### TASK DESCRIPTION
Reproduce verbatim the stretch of the Blue Jays article on Marco Estrada from "Blue Jays: Bringing" through "you might think.".

-- TEXT BLOCK start --

Blue Jays: Bringing back Marco Estrada again makes more sense than you think

MIAMI, FL - SEPTEMBER 01: Marco Estrada #25 of the Toronto Blue Jays delivers a pitch in the first inning against the Miami Marlins at Marlins Park on September 1, 2018 in Miami, Florida. (Photo by Michael Reaves/Getty Images)
MIAMI, FL - SEPTEMBER 01: Marco Estrada #25 of the Toronto Blue Jays delivers a pitch in the first inning against the Miami Marlins at Marlins Park on September 1, 2018 in Miami, Florida. (Photo by Michael Reaves/Getty Images) /

According to comments from Ross Atkins the other day, he’s open to the idea of bringing back some of his veteran starters, including Marco Estrada. While it’s no guarantee, it makes a lot more sense than you might think.

While the Blue Jays aren’t expected to be major players in free agency this winter, they will have some work to do to prepare their roster for the 2019 season.

-- TEXT BLOCK end --
-- EXTRACTED RECORDS start --

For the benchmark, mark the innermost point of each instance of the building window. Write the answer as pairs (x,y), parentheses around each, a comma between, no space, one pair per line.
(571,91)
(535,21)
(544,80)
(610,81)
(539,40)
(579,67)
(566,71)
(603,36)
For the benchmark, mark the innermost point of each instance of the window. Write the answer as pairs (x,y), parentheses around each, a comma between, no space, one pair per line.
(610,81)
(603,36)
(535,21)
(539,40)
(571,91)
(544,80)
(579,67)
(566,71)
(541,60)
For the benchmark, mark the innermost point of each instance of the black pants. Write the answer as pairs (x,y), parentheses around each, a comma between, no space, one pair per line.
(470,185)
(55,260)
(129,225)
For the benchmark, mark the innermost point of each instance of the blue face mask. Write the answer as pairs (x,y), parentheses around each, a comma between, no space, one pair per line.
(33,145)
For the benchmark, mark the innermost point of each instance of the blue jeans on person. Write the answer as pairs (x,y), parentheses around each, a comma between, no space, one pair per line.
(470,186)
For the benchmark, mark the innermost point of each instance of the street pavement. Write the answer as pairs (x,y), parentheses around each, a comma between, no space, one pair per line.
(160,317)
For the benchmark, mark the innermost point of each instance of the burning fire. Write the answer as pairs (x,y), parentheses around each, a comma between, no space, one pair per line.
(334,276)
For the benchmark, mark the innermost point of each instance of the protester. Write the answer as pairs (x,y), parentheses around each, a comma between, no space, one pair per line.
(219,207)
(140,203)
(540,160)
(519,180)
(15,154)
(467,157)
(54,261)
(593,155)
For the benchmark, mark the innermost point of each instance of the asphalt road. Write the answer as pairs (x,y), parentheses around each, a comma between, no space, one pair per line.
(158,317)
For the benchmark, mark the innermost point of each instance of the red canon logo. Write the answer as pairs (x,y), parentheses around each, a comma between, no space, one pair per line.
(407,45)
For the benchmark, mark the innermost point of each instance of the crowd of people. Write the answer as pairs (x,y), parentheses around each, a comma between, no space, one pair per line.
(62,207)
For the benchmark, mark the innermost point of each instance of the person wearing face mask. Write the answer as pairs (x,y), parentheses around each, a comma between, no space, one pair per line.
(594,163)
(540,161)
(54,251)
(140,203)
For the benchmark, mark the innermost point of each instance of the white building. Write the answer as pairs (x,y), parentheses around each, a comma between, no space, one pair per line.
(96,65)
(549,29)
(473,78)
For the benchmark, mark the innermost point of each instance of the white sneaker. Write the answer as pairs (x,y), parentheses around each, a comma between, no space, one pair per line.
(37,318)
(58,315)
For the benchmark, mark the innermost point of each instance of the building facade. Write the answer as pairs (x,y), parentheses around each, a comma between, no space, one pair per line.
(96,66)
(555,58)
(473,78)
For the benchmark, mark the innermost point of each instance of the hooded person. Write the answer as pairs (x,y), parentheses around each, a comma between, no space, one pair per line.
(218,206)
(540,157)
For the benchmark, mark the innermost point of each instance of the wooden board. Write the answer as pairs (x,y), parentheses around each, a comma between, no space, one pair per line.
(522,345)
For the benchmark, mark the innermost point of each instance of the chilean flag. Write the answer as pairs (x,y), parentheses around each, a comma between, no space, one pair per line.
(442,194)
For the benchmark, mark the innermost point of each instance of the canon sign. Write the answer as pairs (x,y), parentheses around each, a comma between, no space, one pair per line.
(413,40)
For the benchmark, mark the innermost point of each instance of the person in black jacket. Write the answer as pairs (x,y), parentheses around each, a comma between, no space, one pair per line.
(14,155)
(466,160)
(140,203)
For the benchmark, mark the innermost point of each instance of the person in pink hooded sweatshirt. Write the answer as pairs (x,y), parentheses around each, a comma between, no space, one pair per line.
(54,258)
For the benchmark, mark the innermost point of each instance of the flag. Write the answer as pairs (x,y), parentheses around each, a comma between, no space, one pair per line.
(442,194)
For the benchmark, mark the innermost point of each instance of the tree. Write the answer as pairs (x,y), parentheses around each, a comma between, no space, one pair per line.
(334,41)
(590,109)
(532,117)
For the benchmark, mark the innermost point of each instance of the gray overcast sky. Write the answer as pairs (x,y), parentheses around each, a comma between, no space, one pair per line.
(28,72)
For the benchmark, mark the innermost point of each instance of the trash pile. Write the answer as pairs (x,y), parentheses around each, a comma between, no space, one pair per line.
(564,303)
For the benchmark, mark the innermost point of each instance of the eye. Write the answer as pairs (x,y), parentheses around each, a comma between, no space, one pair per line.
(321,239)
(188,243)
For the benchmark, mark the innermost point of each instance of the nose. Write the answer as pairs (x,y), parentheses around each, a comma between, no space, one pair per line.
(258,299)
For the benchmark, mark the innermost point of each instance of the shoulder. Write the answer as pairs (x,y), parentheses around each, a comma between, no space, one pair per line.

-- EXTRACTED RECORDS end --

### SOLUTION TO THIS PROBLEM
Blue Jays: Bringing back Marco Estrada again makes more sense than you think

MIAMI, FL - SEPTEMBER 01: Marco Estrada #25 of the Toronto Blue Jays delivers a pitch in the first inning against the Miami Marlins at Marlins Park on September 1, 2018 in Miami, Florida. (Photo by Michael Reaves/Getty Images)
MIAMI, FL - SEPTEMBER 01: Marco Estrada #25 of the Toronto Blue Jays delivers a pitch in the first inning against the Miami Marlins at Marlins Park on September 1, 2018 in Miami, Florida. (Photo by Michael Reaves/Getty Images) /

According to comments from Ross Atkins the other day, he’s open to the idea of bringing back some of his veteran starters, including Marco Estrada. While it’s no guarantee, it makes a lot more sense than you might think.